### Task statement:
Copy out every record below exactly as written, but leave out any pictures.

Records to process: Begin

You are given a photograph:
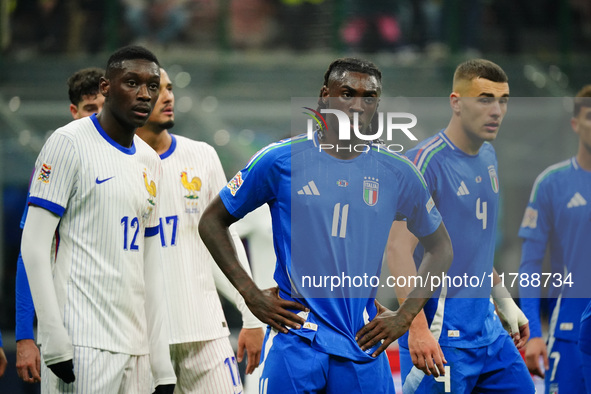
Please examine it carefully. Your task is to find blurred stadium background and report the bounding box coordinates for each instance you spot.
[0,0,589,391]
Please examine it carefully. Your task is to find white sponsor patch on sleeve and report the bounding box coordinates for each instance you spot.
[426,197,435,213]
[520,207,538,229]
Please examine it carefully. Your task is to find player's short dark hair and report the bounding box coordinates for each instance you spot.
[322,57,382,89]
[453,59,508,87]
[105,45,160,79]
[67,67,104,106]
[574,85,591,117]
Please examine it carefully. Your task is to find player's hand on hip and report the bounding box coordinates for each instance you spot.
[0,347,7,378]
[153,384,175,394]
[16,339,41,383]
[246,286,308,334]
[237,327,264,374]
[524,337,548,378]
[356,300,412,358]
[48,359,75,383]
[408,323,447,378]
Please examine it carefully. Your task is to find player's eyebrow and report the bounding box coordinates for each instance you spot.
[478,92,510,98]
[341,84,379,96]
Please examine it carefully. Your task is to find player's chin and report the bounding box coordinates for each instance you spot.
[480,130,499,141]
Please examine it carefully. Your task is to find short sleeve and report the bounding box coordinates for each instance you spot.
[219,145,282,219]
[28,132,79,217]
[518,175,552,244]
[395,158,442,238]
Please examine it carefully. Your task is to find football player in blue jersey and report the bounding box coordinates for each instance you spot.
[520,84,591,393]
[199,57,454,393]
[388,58,534,393]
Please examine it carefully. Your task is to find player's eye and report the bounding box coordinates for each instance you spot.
[364,97,377,104]
[478,97,493,104]
[127,80,137,87]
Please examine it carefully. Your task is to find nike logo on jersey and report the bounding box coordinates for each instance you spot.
[96,176,114,184]
[297,181,320,195]
[567,192,587,208]
[456,181,470,196]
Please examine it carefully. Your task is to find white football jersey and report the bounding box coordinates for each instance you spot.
[158,134,247,343]
[28,115,162,355]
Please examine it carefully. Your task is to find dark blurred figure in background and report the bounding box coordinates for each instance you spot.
[120,0,190,48]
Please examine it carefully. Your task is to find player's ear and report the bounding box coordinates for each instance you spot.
[571,116,579,135]
[450,92,461,114]
[69,104,78,119]
[100,77,110,98]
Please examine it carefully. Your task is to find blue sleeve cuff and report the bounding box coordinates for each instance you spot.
[145,226,159,237]
[28,196,65,217]
[16,252,36,341]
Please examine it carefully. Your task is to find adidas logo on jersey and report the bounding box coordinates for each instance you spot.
[567,192,587,208]
[456,181,470,196]
[297,181,320,195]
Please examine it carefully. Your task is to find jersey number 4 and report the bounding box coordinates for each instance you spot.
[476,198,487,230]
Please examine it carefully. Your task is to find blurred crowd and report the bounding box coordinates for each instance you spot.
[3,0,591,56]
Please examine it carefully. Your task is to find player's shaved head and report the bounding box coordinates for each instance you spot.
[574,85,591,117]
[453,59,508,95]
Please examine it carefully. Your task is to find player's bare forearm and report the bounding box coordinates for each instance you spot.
[200,197,308,333]
[199,197,261,299]
[404,222,453,313]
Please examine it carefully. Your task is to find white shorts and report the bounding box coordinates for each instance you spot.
[170,337,243,394]
[41,346,151,394]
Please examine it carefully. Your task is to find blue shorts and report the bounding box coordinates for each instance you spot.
[545,338,584,394]
[259,327,395,394]
[399,332,534,393]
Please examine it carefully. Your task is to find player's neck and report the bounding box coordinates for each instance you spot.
[318,127,364,160]
[136,128,172,155]
[443,121,483,155]
[576,143,591,171]
[96,112,135,148]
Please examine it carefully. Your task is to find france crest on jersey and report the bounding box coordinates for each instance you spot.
[219,133,442,361]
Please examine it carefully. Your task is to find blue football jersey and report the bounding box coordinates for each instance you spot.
[219,133,442,361]
[579,301,591,354]
[519,157,591,342]
[399,131,504,349]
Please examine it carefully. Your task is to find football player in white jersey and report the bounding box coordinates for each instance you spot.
[135,68,265,393]
[20,45,176,394]
[16,67,106,385]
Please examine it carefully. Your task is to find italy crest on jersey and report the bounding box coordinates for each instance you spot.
[38,163,52,184]
[488,165,499,194]
[180,169,201,213]
[363,177,379,206]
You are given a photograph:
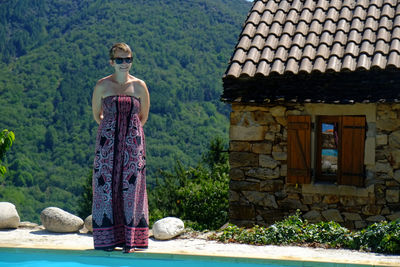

Records to process: End

### Exercise result:
You are given a photograph:
Please examine it carefully. Your task is to find blurred stadium background and report the bounding box coordinates for each instance you spot.
[0,0,589,391]
Please examine it carefully. Your task is to find white sponsor patch on sleeve and report the bounding box coordinates for each instance you spot.
[426,197,435,213]
[520,207,538,229]
Please examine it carefully. Your task is to find player's short dark hair and report the bounding box coordinates for each instance you spot.
[322,57,382,89]
[453,59,508,87]
[105,45,160,79]
[67,67,104,106]
[574,85,591,117]
Please examine it carefully. Your task is to find player's hand on hip and report the bounding box coordinates for each instance you spot.
[0,347,7,378]
[153,384,175,394]
[16,339,41,383]
[246,286,308,334]
[237,327,264,374]
[524,337,548,378]
[356,300,412,358]
[48,359,75,383]
[408,323,447,378]
Please examine it carefully. Your task is to find player's eyebrow and report the bounding box coordinates for each instance you spot.
[478,92,510,98]
[341,84,379,96]
Please examine it carefully. Your task is to find player's chin and report the bounding box coordinates for each instance you spot.
[480,130,499,141]
Please examine it carefully. Your task is to find short sleeve and report the bounding box coordinates for each instance you spot.
[219,145,282,219]
[28,132,79,217]
[518,175,552,244]
[395,158,442,238]
Please examine it carefully. Your task is to find football player in blue jersey and report the bounding box coordinates for each instance you spot.
[520,84,591,393]
[199,57,454,393]
[388,58,534,393]
Please examine it carefully. Your task is to find player's eye and report the bounding box coordinates for each instance you spot.
[364,97,377,104]
[478,97,493,104]
[127,80,137,87]
Please examine it carefully. Your task is to find nike logo on jersey and report the bounding box coordinates for each instance you spot.
[96,176,114,184]
[297,181,320,195]
[567,192,587,208]
[456,181,470,196]
Please examine it carefully. Your task is to find white football jersey and report the bounding box coordinates for each instance you spot.
[158,134,247,343]
[28,115,162,355]
Please examine it carefully. Your task is to find dark blurred figure in background and report the bounding box coordinates for each instance you spot.
[120,0,190,48]
Please examine it carefully. Your task is to find player's ear and report the bounding box coordinates for each instance you spot.
[571,116,579,135]
[450,92,461,114]
[69,104,78,119]
[100,77,110,98]
Please examine it carefully. Your task is to find blue sleeve cuff and report the bounding box coordinates for each instance you spot.
[145,226,159,237]
[28,196,65,217]
[16,252,36,341]
Please examine it carefully. Your task is to find adidas logo on jersey and report the bounding box coordinates for each instance you spot.
[567,192,587,208]
[456,181,470,196]
[297,181,320,195]
Please examine it carefully. Your task is to find jersey number 4 and report the bounding box coordinates for each instance you spot.
[476,198,487,230]
Please examine it carefully. Your task is to find blurred crowd and report the bounding box coordinates for each instance you spot.
[3,0,591,56]
Please examine it carefully. Your task is to find player's shaved head and report the bounding box coordinates for each instance you spot.
[574,85,591,117]
[453,59,508,95]
Please examine it carefully. Your task is to find player's bare forearm and report the bounding box coordinates for each instance you spot.
[200,197,308,333]
[199,197,261,299]
[404,222,453,313]
Please examine it carefully. Your task is to find white shorts and report the bounding box coordinates for each instance you spot.
[170,337,243,394]
[41,346,151,394]
Please examine it carefully. Your task is to find blue shorts and report the bounding box coordinates for each instance you spot.
[545,338,584,394]
[259,327,395,394]
[399,332,534,393]
Please examine it carefully. Your task is to find player's neck and report the bounding box coordinates for each instance you spot.
[318,127,364,160]
[136,128,172,155]
[443,121,483,155]
[576,143,591,171]
[96,112,135,148]
Please examine it carefully. Your task is to find france crest on jersey and report the bounding box coordinates for each instance you spot.
[219,133,442,361]
Please examine it carefully. Your task is to find blue football jersey and report the bounding box coordinates for each instance you spot.
[219,133,442,361]
[579,301,591,354]
[519,157,591,342]
[399,131,504,349]
Please examine it carefully. Your task is to find football player in white jersey and report the bounding box coordinates for each instance you spot.
[135,68,265,393]
[20,45,176,394]
[16,67,106,385]
Please examine it carefully. Your task is to find italy crest on jersey and report the bounding box coordinates for each instance you spot.
[38,163,52,184]
[488,165,499,194]
[180,169,201,213]
[363,177,379,206]
You are given a photograph:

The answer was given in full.